INSTRUCTIONS TO FOLLOW » Count the lines of the records below that contain the string "target", treating uppercase and lowercase as different. Reply with the number only.

A block of data »
____
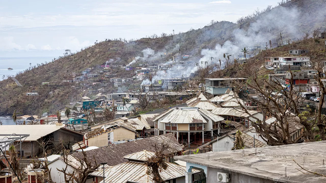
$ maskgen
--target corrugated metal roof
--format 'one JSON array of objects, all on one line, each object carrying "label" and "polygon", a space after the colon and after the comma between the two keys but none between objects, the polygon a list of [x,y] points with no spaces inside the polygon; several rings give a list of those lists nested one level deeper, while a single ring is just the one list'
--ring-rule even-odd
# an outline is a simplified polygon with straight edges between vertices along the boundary
[{"label": "corrugated metal roof", "polygon": [[182,166],[185,166],[187,164],[187,162],[182,161],[181,160],[176,160],[174,161],[174,162],[179,165],[181,165]]},{"label": "corrugated metal roof", "polygon": [[187,101],[187,102],[186,102],[185,103],[187,105],[188,104],[190,104],[191,103],[192,103],[195,102],[195,101],[197,100],[197,97],[194,97],[194,98],[192,98],[191,99],[190,99],[190,100]]},{"label": "corrugated metal roof", "polygon": [[224,118],[222,118],[219,116],[218,116],[218,115],[216,115],[214,113],[213,113],[206,109],[198,109],[198,110],[203,113],[204,114],[207,116],[209,118],[210,118],[212,121],[215,122],[220,121],[221,121],[224,120]]},{"label": "corrugated metal roof", "polygon": [[222,98],[217,96],[209,99],[209,101],[213,102],[223,102],[225,101]]},{"label": "corrugated metal roof", "polygon": [[159,114],[141,114],[141,117],[147,122],[150,126],[153,126],[154,125],[153,120],[155,117],[160,115]]},{"label": "corrugated metal roof", "polygon": [[[163,180],[168,180],[185,176],[185,167],[175,164],[167,162],[166,170],[162,169],[159,173]],[[104,180],[105,182],[126,183],[131,182],[137,183],[154,183],[153,175],[148,175],[148,168],[144,163],[129,162],[112,166],[104,170]],[[200,172],[193,169],[193,173]],[[102,177],[103,170],[99,170],[90,174],[90,175]],[[102,183],[102,180],[100,183]]]},{"label": "corrugated metal roof", "polygon": [[203,97],[205,97],[205,96],[202,93],[200,93],[200,94],[199,95],[199,96],[198,96],[198,98],[201,98]]},{"label": "corrugated metal roof", "polygon": [[[35,141],[65,127],[64,124],[30,124],[0,125],[0,133],[3,134],[29,134],[25,141]],[[5,137],[3,136],[4,137]]]},{"label": "corrugated metal roof", "polygon": [[172,108],[170,109],[169,109],[168,110],[166,111],[163,112],[161,114],[160,114],[159,116],[157,116],[157,117],[156,117],[156,118],[155,118],[155,119],[153,120],[153,121],[155,121],[158,120],[160,118],[162,118],[164,115],[165,115],[166,114],[172,111],[172,110],[174,109],[175,108]]},{"label": "corrugated metal roof", "polygon": [[[228,135],[229,136],[232,138],[233,138],[233,135],[230,134]],[[237,135],[236,134],[236,135]],[[241,138],[243,139],[244,143],[244,145],[247,148],[254,148],[254,137],[244,133],[242,132],[241,134]],[[258,139],[255,139],[255,148],[262,148],[266,146],[266,144],[259,141]]]},{"label": "corrugated metal roof", "polygon": [[206,98],[206,97],[204,96],[203,95],[201,97],[201,98],[199,98],[199,97],[198,97],[198,98],[200,99],[200,101],[207,101],[208,100],[207,100],[207,98]]},{"label": "corrugated metal roof", "polygon": [[[258,113],[256,111],[247,110],[252,115]],[[212,111],[212,112],[217,115],[232,116],[238,117],[248,117],[249,115],[247,114],[244,110],[240,109],[235,109],[233,108],[216,107]]]},{"label": "corrugated metal roof", "polygon": [[[143,122],[141,121],[138,120],[138,118],[129,119],[127,121],[133,125],[143,126],[147,129],[151,128],[151,126],[147,123]],[[137,129],[138,130],[138,129]],[[142,130],[142,129],[141,129],[141,130]]]},{"label": "corrugated metal roof", "polygon": [[198,107],[206,110],[212,110],[217,107],[217,106],[210,101],[200,101],[198,102],[193,103],[188,105],[189,107]]},{"label": "corrugated metal roof", "polygon": [[154,152],[144,150],[141,152],[131,154],[123,157],[128,160],[141,161],[146,161],[148,158],[151,158],[155,155]]},{"label": "corrugated metal roof", "polygon": [[192,123],[207,122],[197,110],[175,109],[168,114],[161,123]]}]

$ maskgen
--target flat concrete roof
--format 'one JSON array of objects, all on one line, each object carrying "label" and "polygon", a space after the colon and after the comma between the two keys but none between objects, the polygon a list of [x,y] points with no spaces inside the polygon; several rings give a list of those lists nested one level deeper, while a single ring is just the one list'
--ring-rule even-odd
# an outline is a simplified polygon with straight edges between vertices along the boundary
[{"label": "flat concrete roof", "polygon": [[[268,179],[279,182],[317,183],[326,182],[326,177],[308,173],[295,164],[293,160],[305,169],[326,175],[323,167],[326,158],[326,141],[302,143],[219,152],[209,152],[190,155],[175,156],[175,160]],[[209,161],[208,158],[209,155]],[[306,163],[304,163],[304,157]],[[287,177],[284,176],[286,167]],[[231,177],[231,178],[232,178]],[[289,180],[290,181],[289,181]]]}]

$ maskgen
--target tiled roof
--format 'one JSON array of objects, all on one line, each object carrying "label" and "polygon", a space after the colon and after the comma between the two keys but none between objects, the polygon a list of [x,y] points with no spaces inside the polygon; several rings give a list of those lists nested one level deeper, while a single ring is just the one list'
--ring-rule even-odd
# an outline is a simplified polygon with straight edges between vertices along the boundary
[{"label": "tiled roof", "polygon": [[148,158],[151,158],[155,155],[154,152],[150,152],[146,150],[135,152],[125,156],[124,158],[130,160],[140,161],[146,161]]},{"label": "tiled roof", "polygon": [[[163,180],[168,180],[185,176],[185,167],[167,162],[166,170],[162,169],[160,175]],[[147,173],[148,167],[143,163],[128,162],[106,168],[104,170],[104,181],[105,182],[114,183],[154,183],[152,174]],[[199,173],[199,170],[193,169],[193,174]],[[90,174],[93,176],[103,176],[103,170],[99,170]],[[102,183],[102,180],[99,183]]]},{"label": "tiled roof", "polygon": [[[177,152],[182,150],[182,148],[172,133],[169,133],[154,137],[128,142],[111,146],[106,147],[85,152],[93,163],[95,160],[97,163],[106,162],[109,166],[114,166],[127,162],[123,157],[133,153],[146,149],[155,151],[155,145],[160,145],[162,143],[167,143],[170,148],[167,152],[172,151]],[[73,155],[77,159],[82,159],[83,155],[82,152],[77,152]]]}]

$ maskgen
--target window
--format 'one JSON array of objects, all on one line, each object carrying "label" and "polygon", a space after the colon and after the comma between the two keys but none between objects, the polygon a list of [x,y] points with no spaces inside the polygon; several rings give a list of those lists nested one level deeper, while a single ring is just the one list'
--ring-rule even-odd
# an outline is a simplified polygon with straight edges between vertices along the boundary
[{"label": "window", "polygon": [[23,156],[24,156],[24,151],[23,151],[23,150],[22,150],[22,151],[20,151],[20,150],[18,151],[18,157],[20,157],[21,153],[22,154],[22,157]]}]

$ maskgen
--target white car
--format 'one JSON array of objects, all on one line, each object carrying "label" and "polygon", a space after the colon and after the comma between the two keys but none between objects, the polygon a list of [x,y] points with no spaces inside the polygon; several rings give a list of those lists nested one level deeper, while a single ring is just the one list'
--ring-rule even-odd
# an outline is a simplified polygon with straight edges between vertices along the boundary
[{"label": "white car", "polygon": [[314,102],[319,102],[319,100],[320,99],[320,97],[316,97],[314,99]]}]

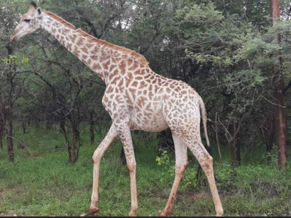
____
SOLVED EXERCISE » 5